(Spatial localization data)
◇ ◇ ◇

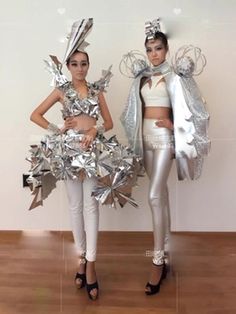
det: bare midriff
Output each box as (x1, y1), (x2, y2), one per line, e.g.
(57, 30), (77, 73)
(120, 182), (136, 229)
(144, 106), (172, 121)
(70, 114), (96, 132)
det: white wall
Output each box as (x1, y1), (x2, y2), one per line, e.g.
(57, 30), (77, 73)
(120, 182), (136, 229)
(0, 0), (235, 231)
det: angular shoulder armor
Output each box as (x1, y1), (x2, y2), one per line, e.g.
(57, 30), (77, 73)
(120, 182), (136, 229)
(44, 55), (68, 87)
(90, 66), (113, 92)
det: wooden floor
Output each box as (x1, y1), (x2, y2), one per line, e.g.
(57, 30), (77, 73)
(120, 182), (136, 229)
(0, 231), (235, 314)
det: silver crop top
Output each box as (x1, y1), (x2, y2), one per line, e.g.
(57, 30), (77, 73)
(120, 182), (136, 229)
(141, 75), (171, 108)
(59, 82), (101, 120)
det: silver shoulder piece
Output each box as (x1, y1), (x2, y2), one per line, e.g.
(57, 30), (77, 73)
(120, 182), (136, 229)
(119, 50), (148, 78)
(172, 45), (206, 78)
(91, 65), (113, 92)
(44, 55), (68, 87)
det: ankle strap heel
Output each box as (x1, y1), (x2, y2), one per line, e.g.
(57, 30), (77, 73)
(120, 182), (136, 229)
(74, 255), (87, 289)
(145, 262), (167, 296)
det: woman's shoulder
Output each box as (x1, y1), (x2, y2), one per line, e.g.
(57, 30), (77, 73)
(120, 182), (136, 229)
(53, 84), (69, 104)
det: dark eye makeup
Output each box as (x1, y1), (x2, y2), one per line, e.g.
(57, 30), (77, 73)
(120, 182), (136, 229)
(70, 61), (88, 67)
(146, 46), (163, 53)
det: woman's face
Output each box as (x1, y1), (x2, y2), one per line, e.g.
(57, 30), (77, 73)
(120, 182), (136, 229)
(67, 52), (89, 81)
(146, 39), (168, 67)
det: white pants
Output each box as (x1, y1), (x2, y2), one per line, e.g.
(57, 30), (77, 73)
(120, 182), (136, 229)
(143, 119), (174, 265)
(64, 177), (99, 262)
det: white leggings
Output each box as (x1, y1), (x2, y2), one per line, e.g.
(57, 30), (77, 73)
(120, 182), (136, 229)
(64, 177), (99, 262)
(143, 119), (174, 265)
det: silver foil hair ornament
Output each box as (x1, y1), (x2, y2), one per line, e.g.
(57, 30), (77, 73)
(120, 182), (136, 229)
(145, 18), (161, 40)
(63, 18), (93, 63)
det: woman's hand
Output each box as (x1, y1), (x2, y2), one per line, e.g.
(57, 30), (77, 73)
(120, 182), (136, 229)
(155, 118), (173, 130)
(63, 117), (78, 131)
(80, 127), (97, 150)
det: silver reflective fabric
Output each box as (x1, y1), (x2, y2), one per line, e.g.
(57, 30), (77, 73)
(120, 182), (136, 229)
(120, 61), (210, 180)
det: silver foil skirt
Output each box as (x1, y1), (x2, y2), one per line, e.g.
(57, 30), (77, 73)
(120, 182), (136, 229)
(26, 130), (142, 210)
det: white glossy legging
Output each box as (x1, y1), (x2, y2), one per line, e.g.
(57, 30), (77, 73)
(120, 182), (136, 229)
(143, 119), (174, 265)
(64, 177), (99, 262)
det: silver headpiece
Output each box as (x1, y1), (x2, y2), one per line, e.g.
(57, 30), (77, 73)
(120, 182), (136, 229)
(145, 18), (161, 40)
(63, 18), (93, 63)
(43, 18), (93, 86)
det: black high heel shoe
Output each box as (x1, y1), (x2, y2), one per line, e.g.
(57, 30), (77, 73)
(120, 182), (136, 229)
(86, 281), (99, 300)
(145, 262), (167, 295)
(160, 262), (168, 280)
(75, 272), (86, 289)
(74, 256), (87, 289)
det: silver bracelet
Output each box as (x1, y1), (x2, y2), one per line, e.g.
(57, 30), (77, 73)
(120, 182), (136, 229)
(93, 124), (106, 135)
(47, 122), (61, 134)
(152, 250), (165, 266)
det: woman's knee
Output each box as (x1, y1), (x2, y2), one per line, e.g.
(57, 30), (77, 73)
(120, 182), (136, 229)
(84, 198), (98, 214)
(69, 200), (83, 214)
(148, 189), (165, 209)
(149, 195), (161, 207)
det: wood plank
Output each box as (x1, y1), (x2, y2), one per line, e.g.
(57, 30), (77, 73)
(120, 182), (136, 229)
(0, 231), (235, 313)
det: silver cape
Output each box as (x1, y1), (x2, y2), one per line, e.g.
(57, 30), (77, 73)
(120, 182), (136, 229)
(120, 61), (210, 180)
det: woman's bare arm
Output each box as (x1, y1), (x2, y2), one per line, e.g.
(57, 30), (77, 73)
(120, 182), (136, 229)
(30, 88), (62, 129)
(97, 92), (113, 131)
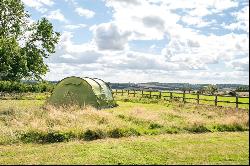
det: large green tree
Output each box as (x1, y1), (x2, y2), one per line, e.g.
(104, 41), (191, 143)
(0, 0), (60, 81)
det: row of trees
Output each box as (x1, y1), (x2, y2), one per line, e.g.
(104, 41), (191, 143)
(181, 84), (218, 95)
(236, 86), (249, 92)
(0, 81), (55, 93)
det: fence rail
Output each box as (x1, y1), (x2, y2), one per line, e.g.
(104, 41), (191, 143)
(112, 89), (249, 109)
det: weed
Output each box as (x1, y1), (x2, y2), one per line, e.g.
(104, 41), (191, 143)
(149, 123), (163, 129)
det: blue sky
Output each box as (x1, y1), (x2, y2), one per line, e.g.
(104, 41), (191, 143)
(21, 0), (249, 84)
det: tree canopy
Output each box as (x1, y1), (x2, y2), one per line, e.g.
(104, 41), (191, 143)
(0, 0), (60, 81)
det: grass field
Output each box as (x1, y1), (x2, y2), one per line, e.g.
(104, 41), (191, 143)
(0, 132), (248, 165)
(0, 98), (249, 164)
(1, 90), (249, 109)
(113, 90), (249, 109)
(0, 100), (249, 144)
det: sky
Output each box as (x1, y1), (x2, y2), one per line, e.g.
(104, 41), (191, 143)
(21, 0), (249, 84)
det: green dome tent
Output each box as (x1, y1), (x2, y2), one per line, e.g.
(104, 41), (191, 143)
(47, 76), (116, 108)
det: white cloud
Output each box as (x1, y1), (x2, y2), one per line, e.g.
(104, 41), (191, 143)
(42, 0), (248, 84)
(142, 16), (165, 30)
(105, 0), (180, 40)
(228, 57), (249, 71)
(146, 0), (238, 29)
(91, 23), (131, 50)
(47, 31), (101, 65)
(64, 24), (87, 30)
(64, 0), (77, 6)
(224, 6), (249, 32)
(22, 0), (54, 13)
(108, 0), (141, 6)
(75, 7), (95, 19)
(45, 9), (68, 23)
(181, 15), (215, 28)
(159, 0), (238, 12)
(162, 33), (249, 68)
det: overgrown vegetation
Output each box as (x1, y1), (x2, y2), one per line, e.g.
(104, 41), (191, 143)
(0, 100), (248, 144)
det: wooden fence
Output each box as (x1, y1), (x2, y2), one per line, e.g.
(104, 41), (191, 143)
(112, 89), (249, 109)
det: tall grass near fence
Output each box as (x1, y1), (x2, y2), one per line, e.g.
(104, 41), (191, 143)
(0, 100), (248, 144)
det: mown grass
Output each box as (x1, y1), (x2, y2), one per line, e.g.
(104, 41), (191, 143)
(0, 132), (248, 165)
(0, 99), (248, 144)
(1, 91), (249, 109)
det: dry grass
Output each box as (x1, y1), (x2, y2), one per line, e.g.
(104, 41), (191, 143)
(0, 100), (248, 144)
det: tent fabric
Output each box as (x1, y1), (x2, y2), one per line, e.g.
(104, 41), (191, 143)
(93, 78), (113, 101)
(47, 76), (115, 108)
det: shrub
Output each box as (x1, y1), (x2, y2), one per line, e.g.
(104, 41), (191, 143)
(108, 128), (124, 138)
(185, 125), (211, 133)
(164, 126), (181, 134)
(125, 128), (141, 136)
(19, 131), (75, 143)
(81, 129), (106, 141)
(20, 131), (44, 143)
(0, 81), (55, 93)
(149, 123), (163, 129)
(42, 131), (75, 143)
(212, 124), (246, 132)
(108, 128), (141, 138)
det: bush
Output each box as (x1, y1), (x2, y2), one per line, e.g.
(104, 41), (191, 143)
(81, 129), (106, 141)
(42, 131), (75, 143)
(185, 125), (211, 133)
(108, 128), (124, 138)
(164, 126), (181, 134)
(19, 131), (75, 143)
(212, 124), (246, 132)
(108, 128), (141, 138)
(0, 81), (55, 93)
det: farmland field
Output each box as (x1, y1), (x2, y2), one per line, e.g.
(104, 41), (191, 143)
(112, 89), (249, 109)
(0, 97), (249, 164)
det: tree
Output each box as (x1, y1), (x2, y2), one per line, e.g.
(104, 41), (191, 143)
(197, 87), (206, 94)
(0, 0), (60, 81)
(205, 85), (218, 95)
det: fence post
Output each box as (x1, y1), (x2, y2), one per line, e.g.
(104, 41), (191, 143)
(133, 90), (136, 97)
(197, 93), (199, 104)
(121, 89), (124, 96)
(183, 91), (186, 103)
(170, 92), (172, 100)
(116, 89), (117, 95)
(127, 90), (129, 95)
(159, 91), (161, 99)
(236, 95), (239, 110)
(149, 91), (152, 98)
(215, 95), (218, 106)
(141, 90), (144, 97)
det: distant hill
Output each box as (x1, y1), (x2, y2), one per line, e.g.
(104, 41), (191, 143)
(108, 82), (249, 91)
(23, 80), (249, 92)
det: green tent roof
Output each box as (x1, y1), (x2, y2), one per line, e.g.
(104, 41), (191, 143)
(47, 76), (115, 108)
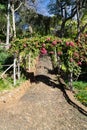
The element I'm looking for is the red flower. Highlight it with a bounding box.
[74,52,79,58]
[47,37,50,41]
[70,58,74,62]
[23,43,27,48]
[70,41,75,47]
[66,41,75,47]
[78,61,82,65]
[52,40,57,45]
[42,43,45,47]
[49,51,54,54]
[40,48,47,55]
[66,42,69,46]
[84,34,87,37]
[57,51,62,56]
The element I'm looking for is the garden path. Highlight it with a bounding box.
[0,56,87,130]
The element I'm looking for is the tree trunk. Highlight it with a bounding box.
[60,5,66,37]
[28,53,31,71]
[14,53,17,86]
[61,21,66,37]
[11,3,16,38]
[6,0,10,49]
[18,54,20,80]
[76,0,80,39]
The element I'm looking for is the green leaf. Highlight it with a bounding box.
[68,50,73,56]
[61,64,67,72]
[0,4,5,10]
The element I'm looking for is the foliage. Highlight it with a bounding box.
[0,47,11,71]
[0,7,6,41]
[48,0,87,37]
[9,37,40,71]
[9,33,87,80]
[10,37,40,56]
[73,81,87,90]
[39,36,82,77]
[0,75,26,91]
[0,4,6,10]
[0,78,12,91]
[75,91,87,106]
[73,81,87,106]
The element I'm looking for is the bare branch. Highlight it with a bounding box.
[14,0,23,12]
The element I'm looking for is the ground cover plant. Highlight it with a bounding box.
[73,81,87,106]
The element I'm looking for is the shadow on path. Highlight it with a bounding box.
[34,74,87,117]
[21,57,87,117]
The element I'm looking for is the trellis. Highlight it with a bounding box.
[0,54,19,86]
[0,52,32,86]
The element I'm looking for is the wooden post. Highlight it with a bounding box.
[69,72,73,91]
[28,52,31,71]
[57,56,61,74]
[54,48,57,63]
[18,54,20,80]
[14,53,16,86]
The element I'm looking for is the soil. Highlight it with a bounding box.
[0,55,87,130]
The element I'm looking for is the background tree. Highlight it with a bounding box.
[48,0,87,38]
[0,2,6,42]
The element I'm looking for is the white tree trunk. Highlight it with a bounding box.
[28,53,31,71]
[11,3,16,38]
[18,55,20,80]
[14,54,17,86]
[6,0,10,49]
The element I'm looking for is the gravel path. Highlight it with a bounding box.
[0,56,87,130]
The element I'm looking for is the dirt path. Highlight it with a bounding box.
[0,56,87,130]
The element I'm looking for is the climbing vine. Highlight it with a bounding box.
[9,33,87,89]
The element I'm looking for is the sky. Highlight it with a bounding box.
[26,0,52,16]
[36,0,50,16]
[15,0,51,23]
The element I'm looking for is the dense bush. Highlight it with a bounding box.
[0,47,11,71]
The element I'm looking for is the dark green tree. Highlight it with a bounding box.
[48,0,87,38]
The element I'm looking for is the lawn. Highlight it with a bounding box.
[73,81,87,106]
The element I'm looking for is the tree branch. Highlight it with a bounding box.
[14,0,23,12]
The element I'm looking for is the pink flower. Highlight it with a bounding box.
[70,58,74,62]
[66,42,70,46]
[74,52,79,58]
[52,40,57,45]
[42,43,45,47]
[57,51,62,56]
[47,37,50,41]
[70,41,75,47]
[84,34,87,37]
[40,48,47,55]
[78,61,82,65]
[23,43,27,48]
[49,51,54,54]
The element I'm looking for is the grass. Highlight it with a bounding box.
[0,78,13,91]
[73,81,87,106]
[73,81,87,90]
[0,76,26,92]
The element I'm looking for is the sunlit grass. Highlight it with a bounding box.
[0,76,26,92]
[0,78,12,91]
[75,91,87,106]
[73,81,87,106]
[73,81,87,90]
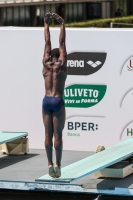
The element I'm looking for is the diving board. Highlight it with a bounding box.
[0,132,28,145]
[0,132,29,154]
[36,138,133,183]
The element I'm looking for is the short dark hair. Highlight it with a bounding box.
[51,48,60,59]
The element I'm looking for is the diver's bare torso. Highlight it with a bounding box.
[42,60,67,98]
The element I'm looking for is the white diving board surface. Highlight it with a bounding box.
[36,138,133,183]
[0,132,28,145]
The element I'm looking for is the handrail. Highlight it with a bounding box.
[110,22,133,28]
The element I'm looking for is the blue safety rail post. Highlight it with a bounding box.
[36,138,133,183]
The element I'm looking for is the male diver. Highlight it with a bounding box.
[42,12,67,178]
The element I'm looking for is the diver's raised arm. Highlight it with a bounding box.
[52,13,67,63]
[43,12,52,63]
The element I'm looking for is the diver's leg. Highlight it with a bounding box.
[42,109,55,177]
[52,106,65,177]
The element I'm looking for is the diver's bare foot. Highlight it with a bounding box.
[54,165,61,178]
[48,165,55,178]
[52,13,64,24]
[96,145,105,153]
[44,12,52,24]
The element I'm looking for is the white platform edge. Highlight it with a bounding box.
[0,180,133,196]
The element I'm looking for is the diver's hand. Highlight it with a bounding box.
[52,13,64,24]
[44,12,52,24]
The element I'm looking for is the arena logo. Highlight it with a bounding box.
[63,84,107,108]
[67,52,107,75]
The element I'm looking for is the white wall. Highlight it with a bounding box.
[0,27,133,151]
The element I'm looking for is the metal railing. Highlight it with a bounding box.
[110,22,133,28]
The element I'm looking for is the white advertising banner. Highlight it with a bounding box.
[0,27,133,151]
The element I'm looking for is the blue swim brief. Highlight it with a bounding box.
[42,96,64,112]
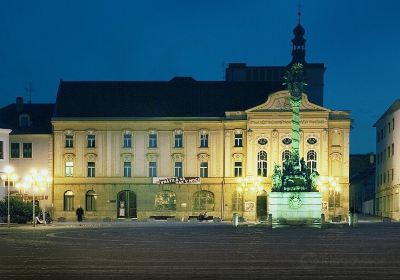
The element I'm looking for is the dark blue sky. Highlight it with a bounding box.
[1,0,399,154]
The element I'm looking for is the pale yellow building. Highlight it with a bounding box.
[52,82,350,222]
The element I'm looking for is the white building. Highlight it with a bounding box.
[0,128,12,199]
[375,100,400,220]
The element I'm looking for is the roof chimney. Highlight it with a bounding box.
[16,97,24,113]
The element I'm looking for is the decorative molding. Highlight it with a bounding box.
[64,153,75,161]
[120,153,134,161]
[249,119,327,126]
[197,153,210,162]
[272,129,279,140]
[122,129,132,135]
[148,129,157,135]
[174,129,183,135]
[171,153,184,161]
[232,153,244,161]
[85,153,97,161]
[234,129,243,135]
[330,152,342,161]
[86,129,96,135]
[64,130,74,135]
[199,129,208,135]
[146,153,159,161]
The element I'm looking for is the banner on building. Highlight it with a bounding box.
[152,177,201,185]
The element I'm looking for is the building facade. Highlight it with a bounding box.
[375,100,400,220]
[52,89,350,222]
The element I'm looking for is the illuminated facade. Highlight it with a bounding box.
[375,100,400,220]
[52,89,350,221]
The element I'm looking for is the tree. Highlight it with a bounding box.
[0,197,40,224]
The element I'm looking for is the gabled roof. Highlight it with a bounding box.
[0,103,54,134]
[246,91,329,113]
[53,79,287,119]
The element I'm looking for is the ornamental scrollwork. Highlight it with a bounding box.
[197,153,210,162]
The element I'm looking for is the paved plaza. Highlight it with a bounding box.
[1,220,400,280]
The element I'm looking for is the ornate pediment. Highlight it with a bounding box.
[171,153,184,161]
[85,153,97,161]
[64,153,75,161]
[146,153,159,161]
[246,91,330,112]
[121,153,134,161]
[197,153,210,162]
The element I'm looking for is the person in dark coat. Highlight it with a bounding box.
[76,206,84,225]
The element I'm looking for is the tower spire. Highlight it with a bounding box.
[290,5,306,64]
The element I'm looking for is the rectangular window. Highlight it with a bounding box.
[174,134,183,148]
[87,135,96,148]
[149,133,157,148]
[123,134,132,148]
[174,162,183,177]
[392,143,394,155]
[65,161,74,177]
[393,118,395,131]
[149,161,157,177]
[123,161,132,177]
[23,143,32,158]
[87,162,95,177]
[234,133,243,147]
[388,146,391,158]
[10,143,20,158]
[234,162,243,177]
[392,169,394,181]
[200,134,208,148]
[200,162,208,178]
[388,123,391,134]
[0,141,3,159]
[381,129,384,140]
[65,135,73,148]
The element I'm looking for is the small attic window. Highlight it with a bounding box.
[19,114,31,128]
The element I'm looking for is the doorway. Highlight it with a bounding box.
[256,195,268,218]
[117,190,137,219]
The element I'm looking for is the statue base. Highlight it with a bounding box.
[268,192,322,226]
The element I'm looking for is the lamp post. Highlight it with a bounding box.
[1,165,15,228]
[236,176,263,218]
[317,176,340,221]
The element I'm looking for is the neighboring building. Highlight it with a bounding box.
[0,97,54,210]
[349,154,375,215]
[0,127,12,199]
[374,100,400,220]
[225,20,325,106]
[52,83,350,222]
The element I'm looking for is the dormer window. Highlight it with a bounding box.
[19,114,30,128]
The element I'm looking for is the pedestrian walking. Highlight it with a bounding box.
[76,206,84,225]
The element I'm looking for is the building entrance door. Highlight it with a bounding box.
[117,190,137,219]
[256,195,268,218]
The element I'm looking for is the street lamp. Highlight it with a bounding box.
[1,165,16,228]
[24,169,51,226]
[317,176,340,221]
[236,176,263,216]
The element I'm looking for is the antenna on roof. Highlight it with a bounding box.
[25,82,35,104]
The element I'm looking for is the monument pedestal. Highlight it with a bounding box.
[268,192,322,225]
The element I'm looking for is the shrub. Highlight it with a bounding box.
[0,197,40,224]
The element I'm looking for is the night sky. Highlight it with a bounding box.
[1,0,399,154]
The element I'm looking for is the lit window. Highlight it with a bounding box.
[23,143,32,158]
[232,191,243,211]
[282,150,291,162]
[155,191,176,211]
[149,161,157,177]
[87,135,96,148]
[86,190,96,211]
[65,135,73,148]
[257,151,268,177]
[200,162,208,178]
[307,150,317,172]
[234,133,243,147]
[149,133,157,148]
[87,162,95,177]
[123,134,132,148]
[64,190,74,211]
[174,162,183,177]
[175,134,183,148]
[200,134,208,148]
[10,143,20,158]
[65,161,74,177]
[192,190,214,211]
[234,162,243,177]
[123,162,132,177]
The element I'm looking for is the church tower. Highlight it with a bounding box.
[291,9,306,64]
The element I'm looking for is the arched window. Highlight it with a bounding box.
[282,150,291,162]
[86,190,96,211]
[232,191,243,211]
[192,190,214,211]
[257,151,268,177]
[155,191,176,211]
[307,150,317,172]
[64,190,74,211]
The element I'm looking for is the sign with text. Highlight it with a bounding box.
[152,177,201,185]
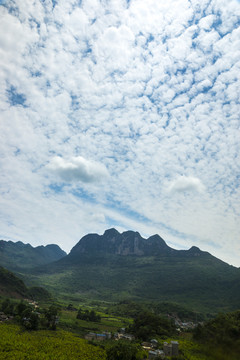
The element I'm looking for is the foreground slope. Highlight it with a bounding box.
[31,229,240,312]
[0,239,67,272]
[0,323,106,360]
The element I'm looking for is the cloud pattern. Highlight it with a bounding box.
[0,0,239,265]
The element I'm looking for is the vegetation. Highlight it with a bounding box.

◇ ◇ ◇

• **Task instructions**: Return a copy of every line in the records that includes the string "woman".

• **Expected output**:
det: woman's shoulder
det: woman's face
det: woman's hand
det: woman's knee
det: woman's bare arm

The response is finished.